GOAL: Put all of the following data into a two-column CSV with the header input,output. Give each item its own row, with its text under input and its answer under output, each field quoted and line breaks replaced by spaces.

INPUT DATA:
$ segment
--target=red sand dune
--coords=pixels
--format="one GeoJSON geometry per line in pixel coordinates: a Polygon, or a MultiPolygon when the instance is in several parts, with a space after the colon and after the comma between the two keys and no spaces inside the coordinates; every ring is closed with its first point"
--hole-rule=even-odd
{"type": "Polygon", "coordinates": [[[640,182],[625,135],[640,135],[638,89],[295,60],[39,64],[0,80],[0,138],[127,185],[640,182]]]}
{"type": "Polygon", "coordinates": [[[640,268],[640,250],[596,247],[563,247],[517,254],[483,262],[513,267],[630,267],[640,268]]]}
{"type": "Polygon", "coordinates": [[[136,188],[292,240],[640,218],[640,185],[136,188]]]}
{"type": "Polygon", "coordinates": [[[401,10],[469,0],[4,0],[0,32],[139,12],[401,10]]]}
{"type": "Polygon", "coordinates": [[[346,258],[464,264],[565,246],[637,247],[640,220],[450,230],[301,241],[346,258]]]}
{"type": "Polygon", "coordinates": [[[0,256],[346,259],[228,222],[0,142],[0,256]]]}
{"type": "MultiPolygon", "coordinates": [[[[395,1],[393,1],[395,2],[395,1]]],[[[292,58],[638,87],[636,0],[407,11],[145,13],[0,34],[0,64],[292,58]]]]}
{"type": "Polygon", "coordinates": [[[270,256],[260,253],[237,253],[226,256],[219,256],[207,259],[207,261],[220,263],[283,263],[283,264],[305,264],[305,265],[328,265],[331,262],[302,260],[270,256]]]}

OUTPUT FOR THIS TASK:
input,output
"$ segment --target=red sand dune --coords=pixels --format=""one GeoJSON geometry per line in pixel coordinates: a Polygon, or a MultiPolygon when the instance is in several parts, with a space after the colon and after the comma between the two keys and no spaces inside the coordinates; every ring is closed with its first point"" --hole-rule=even-odd","{""type"": ""Polygon"", ""coordinates"": [[[640,182],[625,135],[640,135],[638,89],[295,60],[39,64],[0,80],[0,138],[127,185],[640,182]]]} {""type"": ""Polygon"", ""coordinates"": [[[640,268],[640,250],[596,247],[563,247],[517,254],[483,262],[513,267],[630,267],[640,268]]]} {""type"": ""Polygon"", ""coordinates"": [[[136,188],[292,240],[640,218],[640,185],[136,188]]]} {""type"": ""Polygon"", ""coordinates"": [[[401,10],[469,0],[4,0],[0,32],[139,12],[401,10]]]} {""type"": ""Polygon"", ""coordinates"": [[[346,258],[464,264],[565,246],[637,247],[640,220],[450,230],[301,241],[346,258]]]} {""type"": ""Polygon"", ""coordinates"": [[[0,256],[346,259],[228,222],[0,142],[0,256]]]} {""type"": ""MultiPolygon"", ""coordinates"": [[[[395,1],[393,1],[395,2],[395,1]]],[[[292,58],[638,87],[636,0],[407,11],[145,13],[0,34],[0,64],[292,58]]]]} {""type"": ""Polygon"", ""coordinates"": [[[270,256],[260,253],[237,253],[226,256],[219,256],[207,259],[207,261],[220,263],[283,263],[283,264],[305,264],[305,265],[328,265],[331,262],[302,260],[270,256]]]}"